# Given text

=== Begin Enclosure ===

Reaction to the Trump administration’s proposal to enact tariffs on steel and aluminum imports has skewed substantially to the negative, with criticism coming from economists, industrial leaders and congressional heads on both sides of the aisle. The stock market, too, is showing signs of worry over the repercussions of a potential trade war.
Even those who find reason to support the move should be concerned about whether such a protectionist stance is good for the economy as a whole, and by the impulsive manner in which the plan was hatched to appeal to the president’s political base.
The U.S. steel industry, which stands to benefit from tariffs, has said the plan has already resulted in new orders for production. But it’s important to note that prior to the announcement, the domestic steel business was hardly in a tailspin. According to the Commerce Department, steel companies have had positive cash flow 14 of the last 19 years. Nucor Steel, with a large presence in Utah, has been profitable for 19 of the last 20 years. Last year, the industry earned more than $2.8 billion, up from $714 million the year before.

=== End Enclosure ===

# Listed records
=== Begin Enclosure ===

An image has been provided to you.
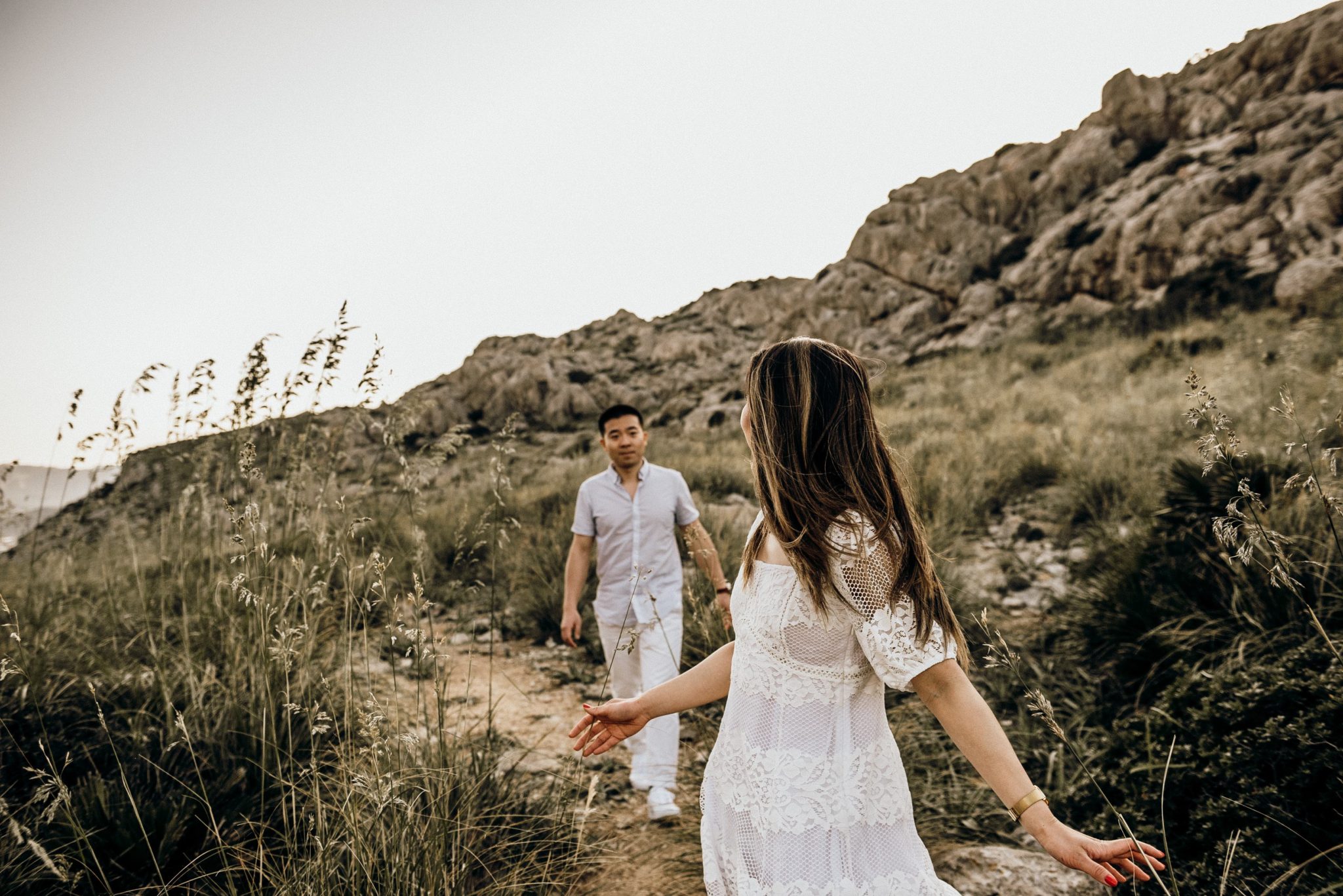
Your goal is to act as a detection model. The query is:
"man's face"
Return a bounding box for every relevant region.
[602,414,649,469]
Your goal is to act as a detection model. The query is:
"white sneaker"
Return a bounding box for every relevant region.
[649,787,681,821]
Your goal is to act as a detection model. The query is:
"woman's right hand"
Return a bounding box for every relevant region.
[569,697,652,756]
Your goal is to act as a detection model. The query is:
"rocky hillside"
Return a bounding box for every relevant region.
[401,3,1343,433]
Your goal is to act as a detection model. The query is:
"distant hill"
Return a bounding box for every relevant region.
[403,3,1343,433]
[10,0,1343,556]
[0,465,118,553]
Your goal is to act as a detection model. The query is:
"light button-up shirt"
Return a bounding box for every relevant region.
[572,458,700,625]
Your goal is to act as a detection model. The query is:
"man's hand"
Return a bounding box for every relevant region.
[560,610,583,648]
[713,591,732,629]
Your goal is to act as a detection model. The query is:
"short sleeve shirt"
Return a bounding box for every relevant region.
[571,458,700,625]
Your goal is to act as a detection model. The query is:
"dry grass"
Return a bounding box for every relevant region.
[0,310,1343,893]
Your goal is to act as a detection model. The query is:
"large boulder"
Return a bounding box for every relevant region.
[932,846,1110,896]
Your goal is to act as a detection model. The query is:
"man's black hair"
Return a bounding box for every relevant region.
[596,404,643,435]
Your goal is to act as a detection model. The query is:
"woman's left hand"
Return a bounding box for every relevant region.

=== End Enclosure ===

# Exercises to complete
• 1. Can you repeat the steel tariff passage word for word, starting at the words "Even those who" and stopping after "the year before."?
• 2. What comes next in the steel tariff passage? Continue it from its final sentence.
The rows play no part in any of this.

# Activity answers
• 1.
Even those who find reason to support the move should be concerned about whether such a protectionist stance is good for the economy as a whole, and by the impulsive manner in which the plan was hatched to appeal to the president’s political base.
The U.S. steel industry, which stands to benefit from tariffs, has said the plan has already resulted in new orders for production. But it’s important to note that prior to the announcement, the domestic steel business was hardly in a tailspin. According to the Commerce Department, steel companies have had positive cash flow 14 of the last 19 years. Nucor Steel, with a large presence in Utah, has been profitable for 19 of the last 20 years. Last year, the industry earned more than $2.8 billion, up from $714 million the year before.

• 2.
The administration has argued the move is necessary to protect jobs, and it is true that employment in the steel industry has been down or stagnant. However, even though employment dropped 35 percent between 1998 and 2016, production capacity has remained the same, which speaks to more efficient manufacturing techniques rather than the influence of foreign producers.
As for foreign influence, it’s true that China has flooded the world steel market with product made cheaper by government subsidizations. But Chinese imports account for only about 2 percent of U.S. steel imports, compared to about 18 percent from Canada and about 21 percent from the European Union. The tonnage of steel imported from Brazil, South Korea and Mexico dwarf the amount that comes from China. That the U.S. receives a large amount of product from closely allied nations with whom it has had long and successful trade relations diminishes the president’s argument that a protectionist approach is necessary for national security. Under no reasonable interpretation of current market trends is the nation likely to become dependent upon steel or aluminum from potentially hostile foreign powers.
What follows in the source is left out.